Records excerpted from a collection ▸
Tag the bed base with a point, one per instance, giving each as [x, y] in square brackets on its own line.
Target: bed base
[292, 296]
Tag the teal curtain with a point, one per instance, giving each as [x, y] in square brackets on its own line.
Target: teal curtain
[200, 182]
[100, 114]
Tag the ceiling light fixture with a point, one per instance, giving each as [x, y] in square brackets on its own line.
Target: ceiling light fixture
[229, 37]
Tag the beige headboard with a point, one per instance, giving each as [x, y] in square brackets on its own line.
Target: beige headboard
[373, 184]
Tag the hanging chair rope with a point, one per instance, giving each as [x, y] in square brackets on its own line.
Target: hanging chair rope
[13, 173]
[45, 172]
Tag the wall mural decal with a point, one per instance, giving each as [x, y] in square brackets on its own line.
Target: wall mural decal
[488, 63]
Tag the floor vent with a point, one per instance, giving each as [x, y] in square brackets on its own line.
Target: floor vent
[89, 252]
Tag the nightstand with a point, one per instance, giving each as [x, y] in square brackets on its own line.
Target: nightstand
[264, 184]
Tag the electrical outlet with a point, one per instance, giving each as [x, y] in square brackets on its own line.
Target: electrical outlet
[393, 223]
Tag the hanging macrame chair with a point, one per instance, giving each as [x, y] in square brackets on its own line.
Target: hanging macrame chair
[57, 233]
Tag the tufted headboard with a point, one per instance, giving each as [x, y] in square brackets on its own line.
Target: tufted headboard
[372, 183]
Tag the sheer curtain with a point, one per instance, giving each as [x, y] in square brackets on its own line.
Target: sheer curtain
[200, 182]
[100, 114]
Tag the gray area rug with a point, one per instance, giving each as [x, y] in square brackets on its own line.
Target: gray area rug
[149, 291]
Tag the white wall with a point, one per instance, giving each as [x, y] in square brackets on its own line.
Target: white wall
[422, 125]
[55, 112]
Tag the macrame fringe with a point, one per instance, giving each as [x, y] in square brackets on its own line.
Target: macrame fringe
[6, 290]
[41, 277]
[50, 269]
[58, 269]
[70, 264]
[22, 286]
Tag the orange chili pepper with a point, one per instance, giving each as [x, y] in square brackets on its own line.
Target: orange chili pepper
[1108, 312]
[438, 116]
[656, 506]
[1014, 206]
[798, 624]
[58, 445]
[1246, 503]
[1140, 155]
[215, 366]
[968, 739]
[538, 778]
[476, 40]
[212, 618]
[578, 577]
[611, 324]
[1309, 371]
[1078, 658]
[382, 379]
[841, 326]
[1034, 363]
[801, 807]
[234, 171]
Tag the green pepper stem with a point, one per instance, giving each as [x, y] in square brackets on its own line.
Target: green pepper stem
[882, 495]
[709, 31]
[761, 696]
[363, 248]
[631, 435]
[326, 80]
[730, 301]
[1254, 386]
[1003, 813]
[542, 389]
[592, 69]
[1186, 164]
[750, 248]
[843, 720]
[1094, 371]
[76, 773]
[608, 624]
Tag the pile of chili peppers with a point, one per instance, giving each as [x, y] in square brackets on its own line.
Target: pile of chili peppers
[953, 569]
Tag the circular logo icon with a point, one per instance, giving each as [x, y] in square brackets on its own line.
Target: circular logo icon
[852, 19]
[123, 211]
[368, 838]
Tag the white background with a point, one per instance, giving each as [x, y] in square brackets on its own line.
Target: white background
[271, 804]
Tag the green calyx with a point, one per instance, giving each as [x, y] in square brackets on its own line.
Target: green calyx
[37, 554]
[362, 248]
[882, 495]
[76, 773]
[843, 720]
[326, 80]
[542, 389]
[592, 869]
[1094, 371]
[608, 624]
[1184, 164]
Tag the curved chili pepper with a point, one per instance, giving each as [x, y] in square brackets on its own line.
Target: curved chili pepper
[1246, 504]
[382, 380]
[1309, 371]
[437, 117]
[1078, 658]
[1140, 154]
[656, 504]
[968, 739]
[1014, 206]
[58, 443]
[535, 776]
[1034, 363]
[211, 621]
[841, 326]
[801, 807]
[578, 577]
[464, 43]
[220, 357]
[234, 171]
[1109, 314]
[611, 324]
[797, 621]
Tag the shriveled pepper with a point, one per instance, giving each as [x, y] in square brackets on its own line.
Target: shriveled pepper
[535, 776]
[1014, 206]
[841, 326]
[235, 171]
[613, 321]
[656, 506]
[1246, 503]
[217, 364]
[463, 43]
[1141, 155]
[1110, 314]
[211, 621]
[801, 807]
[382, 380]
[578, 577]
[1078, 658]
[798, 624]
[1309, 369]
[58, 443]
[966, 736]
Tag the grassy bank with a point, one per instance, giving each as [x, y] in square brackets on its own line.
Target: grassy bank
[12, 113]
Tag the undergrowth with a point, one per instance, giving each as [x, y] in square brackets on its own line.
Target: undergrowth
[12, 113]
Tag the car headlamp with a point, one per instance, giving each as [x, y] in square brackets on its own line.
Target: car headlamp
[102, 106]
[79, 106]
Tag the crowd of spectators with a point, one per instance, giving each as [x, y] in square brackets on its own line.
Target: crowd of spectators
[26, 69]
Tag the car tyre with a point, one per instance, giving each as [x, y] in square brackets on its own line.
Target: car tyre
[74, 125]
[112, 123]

TRY IT ▸ Starting at the line above that holds "Tag the curved" and ending at the line that holds "Tag the shriveled", transcribe each line exactly and include no other lines.

RESPONSE TO THIS EXERCISE ▸
Tag the curved chili pepper with a point, one per instance, giving each as [x, y] in square brackets on its own line.
Target: curved chili pepper
[1246, 504]
[382, 380]
[1309, 371]
[437, 117]
[1078, 658]
[1140, 154]
[656, 504]
[968, 739]
[1014, 206]
[58, 443]
[535, 776]
[1034, 363]
[211, 621]
[841, 326]
[801, 807]
[578, 577]
[464, 43]
[220, 357]
[234, 171]
[1109, 314]
[611, 324]
[797, 621]
Tag the shriveled pepper with a point, one per instance, giving each as [x, y] in square brackets on its own line.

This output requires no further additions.